## Data rows
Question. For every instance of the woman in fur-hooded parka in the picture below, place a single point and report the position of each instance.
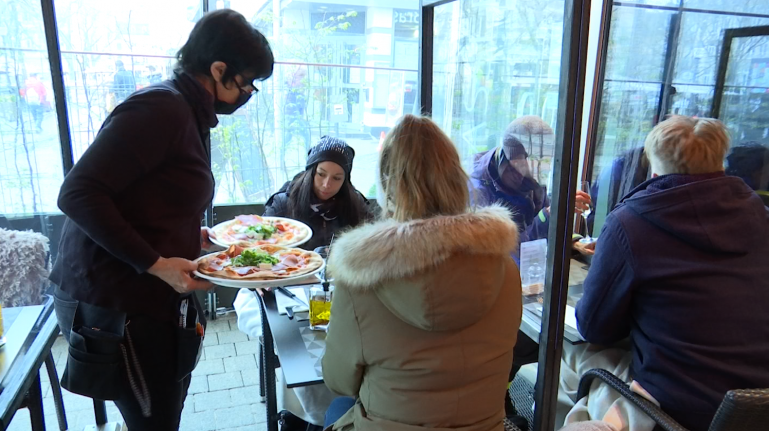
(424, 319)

---

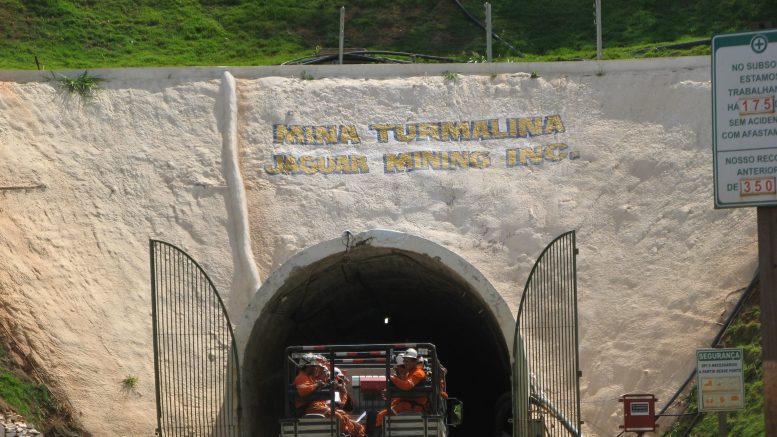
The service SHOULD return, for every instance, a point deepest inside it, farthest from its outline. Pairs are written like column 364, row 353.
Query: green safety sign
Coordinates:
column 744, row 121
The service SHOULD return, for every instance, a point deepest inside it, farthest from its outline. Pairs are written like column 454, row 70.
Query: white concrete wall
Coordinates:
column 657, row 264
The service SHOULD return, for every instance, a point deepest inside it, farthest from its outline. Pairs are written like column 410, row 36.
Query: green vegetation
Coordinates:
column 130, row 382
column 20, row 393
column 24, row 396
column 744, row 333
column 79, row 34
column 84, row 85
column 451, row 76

## Given problem
Can you retype the items from the line with "410, row 36." up to and including the line with "column 451, row 76", with every character unchanged?

## Result below
The service SHOULD return, for every instance, a point deepest inside it, farthest from its outline. Pairs are written like column 410, row 36.
Query: green vegetation
Coordinates:
column 130, row 382
column 20, row 393
column 24, row 396
column 744, row 333
column 79, row 34
column 84, row 85
column 451, row 76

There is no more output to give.